Text:
We cannot shut down the select query server while new data is being loaded
nor can we force it to perform a lengthy refresh operation to incorporate
new data.

What is the best way to ensure that this does not result in
corrupted data due to race conditions resulting from partially
complete updates ? .

I believe the standard kdb thing is to have a "today" database (typically in memory)
and a "historical" database (typically on disk), with all queries merging data
from pairs of corresponding tables in the today and historical database.

But, don't you have the same problem applying the import to the "today"
database every few seconds ? And what about when you need to incorporate
the "today" data into the "historical" database at the end of the day,
how do you do that without downtime ?

One approach to the latter problem would be for the code that applies
new imports to the "today" database to also apply them to a copy of the
historical database, which will replace the live copy at midnight of each day.

But this does not address the problem of getting a consistent update to
the "today" database. It also may require that each query server perform
some kind of refresh to ensure that it sees the new on-disk data after

Another idea is to segregate the new data from the old using timestamps.

This seems like it should work in the case where the kdb database receives
only inserts from the external system. In that case the select queries
could simply exclude rows timestamped later than the end of the last
complete import cycle.

To try to get this to support updates, the schema could be designed that
each column that gets updated is associated with two additional columns:
* A timestamp column that says when the value was updated
* A previous value column has the value prior to the update.

Queries would use the value from the previous value column when the timestamp
is later than the end of the last complete import cycle, but otherwise use the
value from the current value column.

In our system most of the updated columns ARE timestamps, and the previous value would always be null.
So no additional columns are needed, we just have to treat values exceeding the time of the last
complete update as null.

Does this approach sound reasonable to you ?
What is the standard way to deal this such issues ?


New Contributor
You approach looks reasonable. You also can use native semaphores (requires so lib unfortunately) to acquire a  lock before any update.

I posted the above question before I realized that you can't perform a update on a splayed table, basically because you can't spay a keyed table and you need a key to perform a update.

My database contains several objects that are represented by a row in a table and which need to change state over time.
This means my importer (ie tickerplant) needs to look up preexisting rows in the table and change the value in specific columns.

Is there some way to accomplish that without reading the entire table into memory and writing it back out ?
I would also like changes applied in this way to be immediately visible to another q process accessing the same table on disk.

If that is not possible, I might be able to redesign my schema so that the importer will only need to insert rather than update rows.
That would be kind of awkward for the main application because the state of one object would now involve more than one row in more than one table. Would that be a usual method of dealing with the issue ?

New Contributor III
Andrew's approach is one possibility.

Another way is to create two copies of on-disk hDB intraday. You can then switch between the two using the so-called red-blue approach.

Brief:
Copy the kdb data-loading thread word for word, everything from "My database contains" down to "in specific columns.".

Given records:
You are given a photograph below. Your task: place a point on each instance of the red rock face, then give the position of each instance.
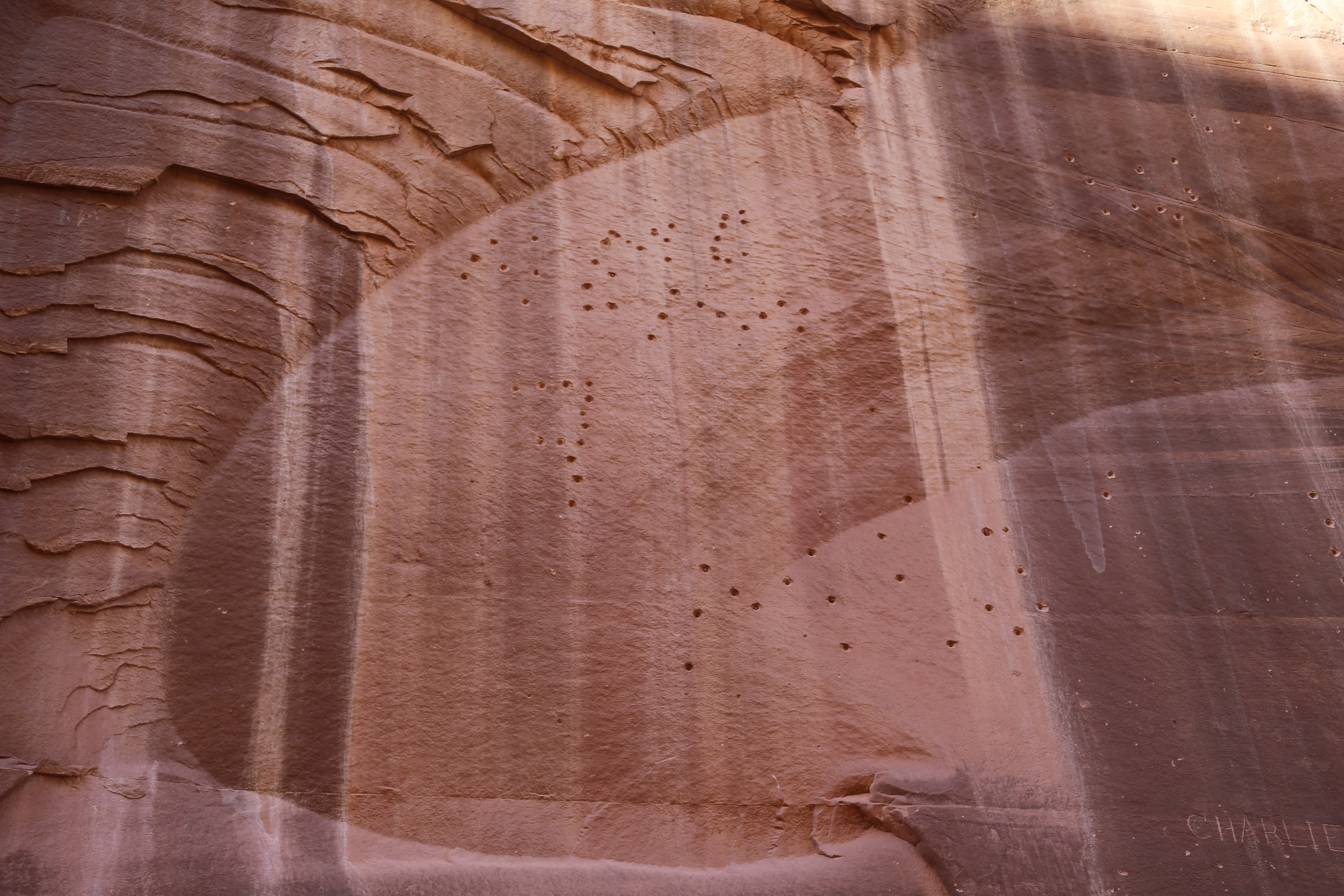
(674, 448)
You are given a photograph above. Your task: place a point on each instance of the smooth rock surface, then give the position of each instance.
(671, 447)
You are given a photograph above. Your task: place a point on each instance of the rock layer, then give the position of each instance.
(721, 447)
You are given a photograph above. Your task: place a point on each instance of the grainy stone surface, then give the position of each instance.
(671, 447)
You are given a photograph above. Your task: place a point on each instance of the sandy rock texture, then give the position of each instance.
(728, 448)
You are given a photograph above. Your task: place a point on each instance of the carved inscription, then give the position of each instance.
(1269, 832)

Output below:
My database contains several objects that are represented by a row in a table and which need to change state over time.
This means my importer (ie tickerplant) needs to look up preexisting rows in the table and change the value in specific columns.